▶ EXERCISE DESCRIPTION: Starting with the line that includes "Drop a point on each instance of the concrete pier.", write out every remaining line of the records below exactly as it appears, leaving out any images.

▶ INPUT DATA:

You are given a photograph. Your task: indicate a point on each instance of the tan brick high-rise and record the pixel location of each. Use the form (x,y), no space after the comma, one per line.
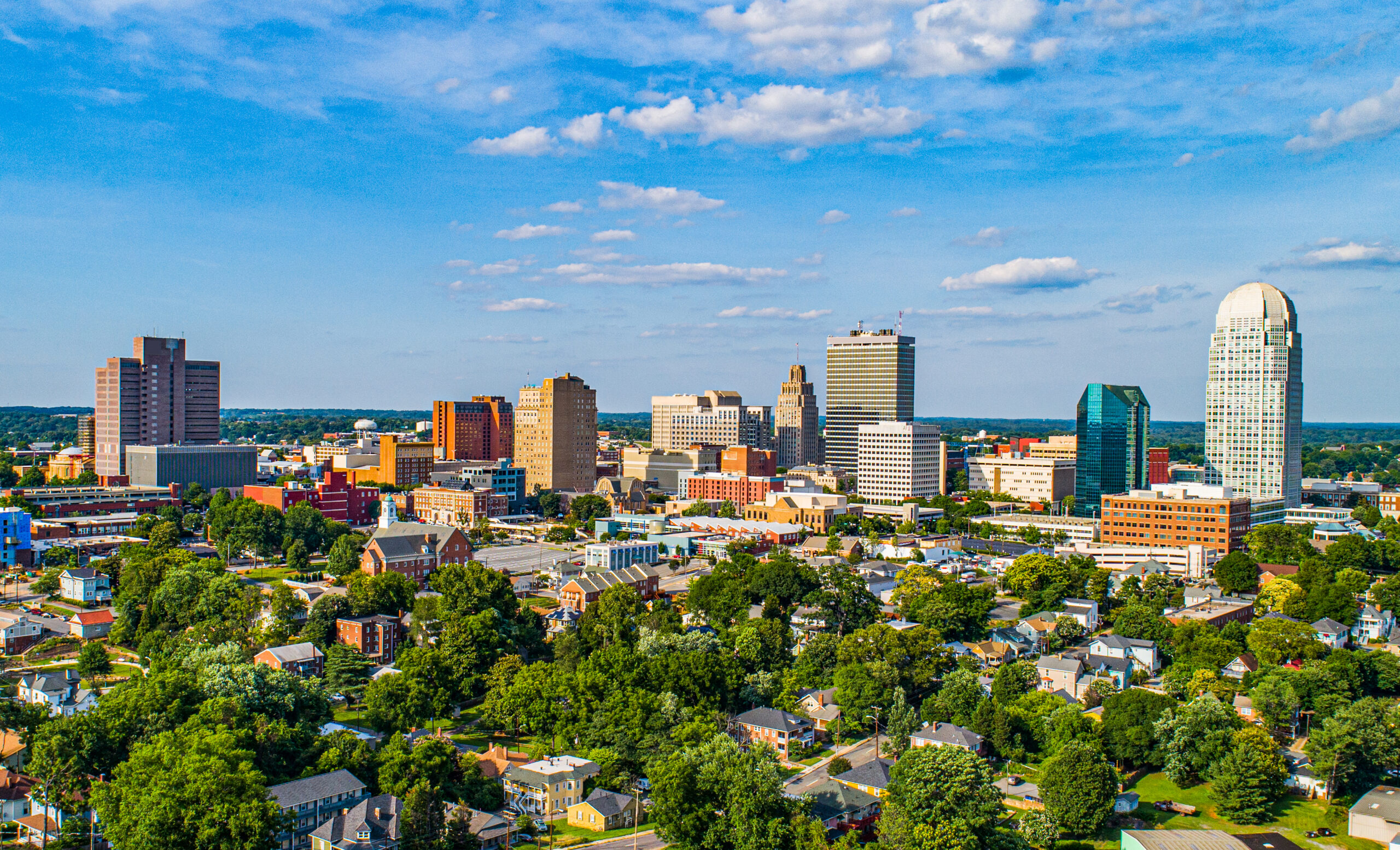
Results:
(556,435)
(154,398)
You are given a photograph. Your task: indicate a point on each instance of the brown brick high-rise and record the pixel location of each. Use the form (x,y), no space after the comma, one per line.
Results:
(154,398)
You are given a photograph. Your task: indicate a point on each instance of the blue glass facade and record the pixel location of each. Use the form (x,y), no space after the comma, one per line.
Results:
(1112,427)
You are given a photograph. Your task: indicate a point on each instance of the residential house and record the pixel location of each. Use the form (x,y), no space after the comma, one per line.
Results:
(313,801)
(59,692)
(377,636)
(842,807)
(300,659)
(546,786)
(1376,816)
(13,751)
(1141,653)
(14,794)
(19,632)
(584,590)
(1371,625)
(374,824)
(606,810)
(91,624)
(819,706)
(780,730)
(1245,663)
(1331,632)
(947,734)
(871,778)
(86,584)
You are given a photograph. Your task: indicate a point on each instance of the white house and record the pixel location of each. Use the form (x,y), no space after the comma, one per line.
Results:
(59,692)
(1371,625)
(1331,632)
(1141,653)
(84,586)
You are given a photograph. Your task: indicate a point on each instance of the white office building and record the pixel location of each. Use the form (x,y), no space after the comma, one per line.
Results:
(1255,397)
(896,460)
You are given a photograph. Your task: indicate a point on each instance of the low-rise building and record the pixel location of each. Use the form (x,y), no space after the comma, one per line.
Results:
(84,584)
(313,801)
(606,810)
(373,824)
(304,660)
(546,786)
(781,730)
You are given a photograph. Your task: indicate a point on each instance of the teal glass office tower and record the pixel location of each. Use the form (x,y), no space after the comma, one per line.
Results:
(1112,426)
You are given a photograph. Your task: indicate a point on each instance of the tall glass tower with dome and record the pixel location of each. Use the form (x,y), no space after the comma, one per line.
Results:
(1255,397)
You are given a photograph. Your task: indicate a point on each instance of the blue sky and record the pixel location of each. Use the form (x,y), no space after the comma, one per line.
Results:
(364,205)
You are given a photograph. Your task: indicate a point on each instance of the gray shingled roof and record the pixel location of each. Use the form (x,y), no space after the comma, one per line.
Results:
(316,788)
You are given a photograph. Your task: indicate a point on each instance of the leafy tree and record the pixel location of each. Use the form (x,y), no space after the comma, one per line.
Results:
(1078,788)
(941,799)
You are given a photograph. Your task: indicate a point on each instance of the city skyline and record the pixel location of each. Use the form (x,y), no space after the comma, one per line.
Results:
(413,203)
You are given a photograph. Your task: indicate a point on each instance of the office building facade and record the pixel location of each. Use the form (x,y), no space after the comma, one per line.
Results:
(896,460)
(556,435)
(716,418)
(479,430)
(870,378)
(1255,397)
(1111,432)
(796,420)
(156,397)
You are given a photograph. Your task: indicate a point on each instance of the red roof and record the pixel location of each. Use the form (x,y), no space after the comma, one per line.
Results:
(93,618)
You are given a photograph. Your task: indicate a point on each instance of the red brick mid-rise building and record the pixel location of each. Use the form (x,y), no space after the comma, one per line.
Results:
(377,636)
(332,496)
(479,430)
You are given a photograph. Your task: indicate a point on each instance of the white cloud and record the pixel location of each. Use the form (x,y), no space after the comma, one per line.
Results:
(586,129)
(1025,273)
(514,304)
(666,275)
(772,313)
(612,236)
(664,200)
(529,231)
(776,115)
(1368,118)
(1144,298)
(991,237)
(526,142)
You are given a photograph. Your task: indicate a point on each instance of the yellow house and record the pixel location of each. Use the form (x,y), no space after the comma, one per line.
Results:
(605,810)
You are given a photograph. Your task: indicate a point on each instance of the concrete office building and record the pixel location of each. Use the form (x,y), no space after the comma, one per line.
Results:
(556,435)
(718,418)
(896,460)
(479,430)
(1034,479)
(796,420)
(153,398)
(870,378)
(1111,432)
(213,467)
(1255,397)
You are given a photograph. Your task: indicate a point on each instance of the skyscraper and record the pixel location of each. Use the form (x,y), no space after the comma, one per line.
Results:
(796,419)
(1255,397)
(1111,429)
(870,377)
(716,418)
(479,430)
(154,398)
(556,435)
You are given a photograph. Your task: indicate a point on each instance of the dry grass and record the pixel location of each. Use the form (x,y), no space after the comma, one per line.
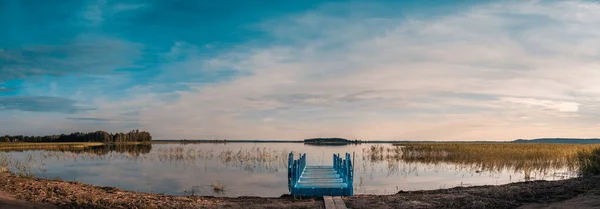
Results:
(217,187)
(589,162)
(495,156)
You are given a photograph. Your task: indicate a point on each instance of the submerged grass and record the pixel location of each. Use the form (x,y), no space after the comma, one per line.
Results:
(589,162)
(219,188)
(46,145)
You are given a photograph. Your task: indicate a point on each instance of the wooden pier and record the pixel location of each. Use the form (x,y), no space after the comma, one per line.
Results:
(319,181)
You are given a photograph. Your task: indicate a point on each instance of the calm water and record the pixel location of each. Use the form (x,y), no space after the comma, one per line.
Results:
(254,169)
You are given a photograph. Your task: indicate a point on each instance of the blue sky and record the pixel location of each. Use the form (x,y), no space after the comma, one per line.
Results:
(391,70)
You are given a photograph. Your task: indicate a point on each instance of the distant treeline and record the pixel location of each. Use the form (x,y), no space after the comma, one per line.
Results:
(97,136)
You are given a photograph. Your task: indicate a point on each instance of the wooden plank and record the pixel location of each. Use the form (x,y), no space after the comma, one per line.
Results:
(339,203)
(329,204)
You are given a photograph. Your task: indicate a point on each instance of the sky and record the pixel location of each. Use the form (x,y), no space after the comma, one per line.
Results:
(369,70)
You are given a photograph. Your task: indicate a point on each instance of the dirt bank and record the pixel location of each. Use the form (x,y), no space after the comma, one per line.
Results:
(20,192)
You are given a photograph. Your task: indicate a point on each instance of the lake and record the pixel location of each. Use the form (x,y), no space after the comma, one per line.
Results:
(258,169)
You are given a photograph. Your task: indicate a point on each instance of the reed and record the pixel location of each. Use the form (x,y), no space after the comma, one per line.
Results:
(589,162)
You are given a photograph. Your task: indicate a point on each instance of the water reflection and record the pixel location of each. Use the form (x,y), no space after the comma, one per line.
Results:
(259,169)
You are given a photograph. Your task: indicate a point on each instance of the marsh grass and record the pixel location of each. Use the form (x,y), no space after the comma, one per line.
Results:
(217,187)
(494,157)
(589,162)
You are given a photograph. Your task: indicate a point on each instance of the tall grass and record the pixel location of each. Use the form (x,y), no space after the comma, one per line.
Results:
(589,162)
(492,157)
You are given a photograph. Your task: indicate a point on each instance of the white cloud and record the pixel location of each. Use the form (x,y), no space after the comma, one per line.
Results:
(493,71)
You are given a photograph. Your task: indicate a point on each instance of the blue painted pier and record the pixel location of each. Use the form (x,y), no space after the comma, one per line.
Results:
(319,181)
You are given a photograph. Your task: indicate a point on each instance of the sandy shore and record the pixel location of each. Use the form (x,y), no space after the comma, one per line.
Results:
(21,192)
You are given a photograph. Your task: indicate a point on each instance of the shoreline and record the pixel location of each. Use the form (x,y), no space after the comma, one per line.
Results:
(26,192)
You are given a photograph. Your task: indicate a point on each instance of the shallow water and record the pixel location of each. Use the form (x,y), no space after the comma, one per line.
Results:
(255,169)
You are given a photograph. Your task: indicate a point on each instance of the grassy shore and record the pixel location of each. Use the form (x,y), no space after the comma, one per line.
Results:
(496,157)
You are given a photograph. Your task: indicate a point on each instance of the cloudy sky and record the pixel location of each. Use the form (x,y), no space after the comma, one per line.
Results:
(371,70)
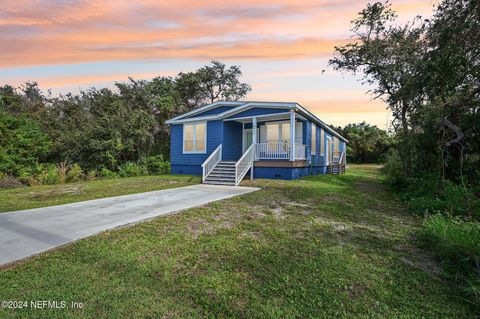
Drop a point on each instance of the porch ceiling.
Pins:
(265, 118)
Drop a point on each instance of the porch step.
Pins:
(228, 168)
(219, 183)
(221, 175)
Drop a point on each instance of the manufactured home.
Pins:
(226, 141)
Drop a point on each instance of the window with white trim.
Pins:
(322, 141)
(313, 147)
(195, 137)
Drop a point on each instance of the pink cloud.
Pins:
(52, 32)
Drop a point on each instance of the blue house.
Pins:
(224, 141)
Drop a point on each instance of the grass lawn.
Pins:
(49, 195)
(319, 247)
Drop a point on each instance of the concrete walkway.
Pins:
(29, 232)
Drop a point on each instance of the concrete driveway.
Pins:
(29, 232)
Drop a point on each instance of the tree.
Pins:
(426, 71)
(22, 145)
(218, 82)
(390, 59)
(367, 144)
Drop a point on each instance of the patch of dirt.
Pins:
(200, 227)
(295, 204)
(250, 234)
(354, 290)
(338, 227)
(66, 190)
(331, 198)
(419, 259)
(278, 212)
(227, 224)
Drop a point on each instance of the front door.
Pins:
(247, 138)
(328, 150)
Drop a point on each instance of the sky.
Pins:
(282, 46)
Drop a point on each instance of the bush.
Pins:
(49, 174)
(22, 144)
(74, 174)
(62, 169)
(457, 242)
(8, 181)
(394, 169)
(130, 169)
(106, 173)
(427, 195)
(91, 175)
(156, 165)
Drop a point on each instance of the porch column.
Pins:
(292, 135)
(254, 143)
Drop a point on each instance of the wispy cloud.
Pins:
(277, 33)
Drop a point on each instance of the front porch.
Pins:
(272, 136)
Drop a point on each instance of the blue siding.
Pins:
(232, 141)
(186, 169)
(258, 111)
(214, 138)
(286, 172)
(214, 111)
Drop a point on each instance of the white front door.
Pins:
(247, 138)
(328, 150)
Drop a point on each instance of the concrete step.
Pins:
(224, 169)
(214, 174)
(219, 183)
(220, 180)
(225, 166)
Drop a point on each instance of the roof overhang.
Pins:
(244, 106)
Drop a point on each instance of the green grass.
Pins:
(319, 247)
(49, 195)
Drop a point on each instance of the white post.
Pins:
(254, 142)
(292, 135)
(243, 137)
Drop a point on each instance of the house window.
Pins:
(322, 142)
(336, 145)
(195, 137)
(278, 133)
(314, 140)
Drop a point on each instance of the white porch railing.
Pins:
(211, 161)
(244, 164)
(278, 151)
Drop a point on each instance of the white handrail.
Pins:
(211, 161)
(279, 151)
(244, 164)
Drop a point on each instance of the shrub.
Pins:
(8, 181)
(156, 165)
(75, 173)
(106, 173)
(49, 175)
(394, 169)
(22, 144)
(130, 169)
(427, 195)
(62, 169)
(91, 175)
(457, 242)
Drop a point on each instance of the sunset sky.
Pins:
(282, 46)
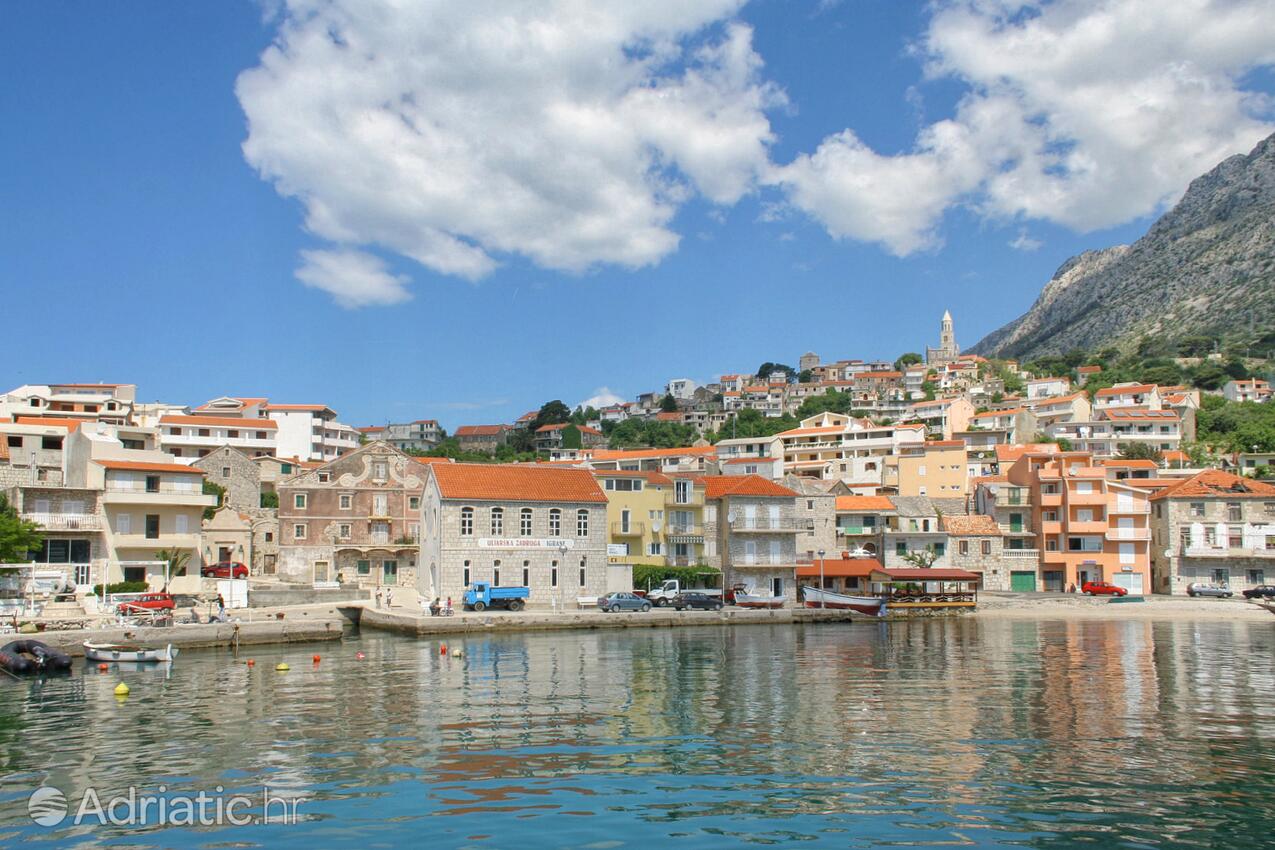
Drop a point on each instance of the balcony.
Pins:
(65, 521)
(1129, 534)
(768, 524)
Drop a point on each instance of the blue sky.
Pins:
(893, 168)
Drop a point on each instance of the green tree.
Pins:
(17, 535)
(213, 488)
(905, 360)
(1141, 451)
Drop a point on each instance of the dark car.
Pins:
(622, 600)
(1200, 589)
(148, 602)
(692, 599)
(1103, 589)
(225, 570)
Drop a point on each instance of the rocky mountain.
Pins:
(1205, 268)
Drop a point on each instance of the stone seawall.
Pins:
(472, 623)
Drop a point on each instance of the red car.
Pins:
(225, 570)
(1103, 589)
(148, 602)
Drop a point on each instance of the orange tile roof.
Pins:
(70, 424)
(515, 483)
(147, 467)
(645, 474)
(1215, 482)
(723, 486)
(970, 525)
(235, 422)
(863, 504)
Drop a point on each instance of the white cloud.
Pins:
(1024, 242)
(454, 134)
(353, 278)
(1080, 112)
(601, 398)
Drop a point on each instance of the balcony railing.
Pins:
(65, 521)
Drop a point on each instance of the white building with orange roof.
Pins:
(835, 445)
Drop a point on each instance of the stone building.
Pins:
(1213, 528)
(539, 526)
(355, 519)
(752, 525)
(235, 470)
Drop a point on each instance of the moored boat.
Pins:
(816, 598)
(126, 653)
(754, 600)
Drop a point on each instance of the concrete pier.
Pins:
(412, 622)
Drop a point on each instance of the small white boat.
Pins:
(126, 653)
(816, 598)
(754, 600)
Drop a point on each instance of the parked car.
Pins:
(1103, 589)
(225, 570)
(148, 602)
(1200, 589)
(696, 599)
(622, 600)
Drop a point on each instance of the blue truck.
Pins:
(481, 595)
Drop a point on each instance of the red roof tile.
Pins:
(513, 483)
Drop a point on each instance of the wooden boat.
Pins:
(126, 653)
(754, 600)
(816, 598)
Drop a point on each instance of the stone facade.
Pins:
(450, 558)
(356, 519)
(237, 473)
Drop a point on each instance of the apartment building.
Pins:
(421, 435)
(937, 468)
(539, 526)
(750, 528)
(1088, 526)
(107, 403)
(838, 446)
(1213, 528)
(196, 436)
(353, 519)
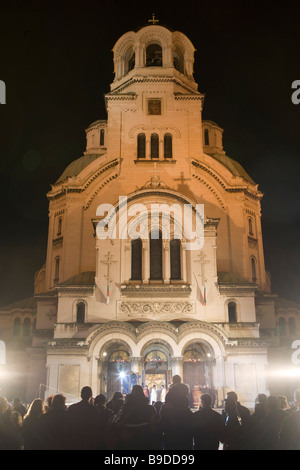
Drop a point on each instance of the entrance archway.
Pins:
(197, 371)
(156, 371)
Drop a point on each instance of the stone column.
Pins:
(183, 262)
(146, 262)
(127, 260)
(136, 368)
(177, 366)
(166, 261)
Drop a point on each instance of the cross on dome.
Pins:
(153, 20)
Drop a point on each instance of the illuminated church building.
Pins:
(120, 310)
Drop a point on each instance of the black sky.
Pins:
(56, 61)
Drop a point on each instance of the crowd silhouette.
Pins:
(132, 423)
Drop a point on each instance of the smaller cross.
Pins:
(153, 21)
(182, 179)
(109, 261)
(203, 261)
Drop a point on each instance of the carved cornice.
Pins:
(149, 308)
(135, 80)
(65, 190)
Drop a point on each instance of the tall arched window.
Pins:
(136, 259)
(141, 146)
(102, 137)
(17, 327)
(80, 312)
(59, 226)
(206, 137)
(2, 353)
(154, 146)
(292, 326)
(250, 223)
(232, 313)
(26, 327)
(155, 254)
(56, 270)
(154, 56)
(175, 259)
(253, 269)
(168, 147)
(178, 60)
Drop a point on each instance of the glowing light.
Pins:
(285, 373)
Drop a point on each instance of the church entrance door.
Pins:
(197, 373)
(156, 375)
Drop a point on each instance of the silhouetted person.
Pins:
(233, 425)
(289, 436)
(135, 424)
(15, 441)
(81, 428)
(31, 429)
(18, 406)
(262, 400)
(104, 415)
(115, 403)
(176, 422)
(53, 424)
(272, 424)
(243, 411)
(208, 426)
(253, 437)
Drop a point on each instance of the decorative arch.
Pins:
(2, 353)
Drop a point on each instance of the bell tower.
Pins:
(154, 93)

▶ WRITTEN RESPONSE:
Drop a point on each instance of the concrete pier.
Pins:
(412, 622)
Drop a point on each instance of the small white boat.
Pins:
(126, 653)
(816, 598)
(754, 600)
Drop a point on each instance of the parked car.
Pins:
(1103, 589)
(225, 570)
(148, 602)
(1200, 589)
(696, 599)
(622, 600)
Drop a point on each instance of the blue truck.
Pins:
(481, 595)
Drop a point on each instance of the red roof tile.
Pins:
(513, 483)
Drop a point on each instance of the wooden boat.
Pins:
(126, 653)
(754, 600)
(816, 598)
Drop a point on each instance of the stone facade.
Pins:
(450, 558)
(356, 519)
(237, 473)
Drop a point on each instance of the apartment building.
Pins:
(421, 435)
(937, 468)
(539, 526)
(750, 528)
(1088, 526)
(107, 403)
(838, 446)
(1213, 528)
(196, 436)
(353, 519)
Drop a point on each instance of the entrance archway.
Pins:
(197, 371)
(156, 371)
Drop a point on each instance of the stone column.
Pins:
(183, 262)
(146, 262)
(127, 260)
(136, 368)
(177, 366)
(166, 261)
Drop a point on each instance of the cross on dome.
Pins:
(153, 20)
Drop a point on each instance of the illuminated church building.
Pins:
(120, 310)
Drop a point on each instance of the black sky.
Pins:
(56, 61)
Drop a point on each instance of the crowd silhouette.
Pins:
(132, 423)
Drop a point on each instance of the smaller cross.
Pins:
(153, 21)
(182, 179)
(109, 261)
(203, 261)
Drop a point on each instance of the carved cornice.
Pins:
(149, 308)
(135, 80)
(65, 190)
Drop a point on each instance of the tall arched window.
Pins:
(136, 259)
(141, 146)
(102, 137)
(17, 327)
(80, 312)
(59, 226)
(206, 137)
(2, 353)
(154, 146)
(292, 326)
(250, 223)
(232, 313)
(26, 327)
(155, 254)
(56, 270)
(154, 56)
(175, 259)
(253, 269)
(168, 147)
(178, 60)
Drop a point on each instance of the glowing light.
Pins:
(285, 373)
Drop a point on each instance of the church entrance door.
Pins:
(197, 373)
(156, 375)
Drop a point on each instance of the silhouetted person.
Pins:
(233, 425)
(289, 436)
(135, 424)
(15, 441)
(81, 428)
(31, 429)
(18, 406)
(262, 400)
(104, 415)
(115, 403)
(176, 422)
(53, 424)
(272, 424)
(243, 411)
(208, 426)
(253, 437)
Drop a point on each instance of the decorative arch.
Pins:
(2, 353)
Drop a point on each instance of the bell tower.
Pins:
(154, 93)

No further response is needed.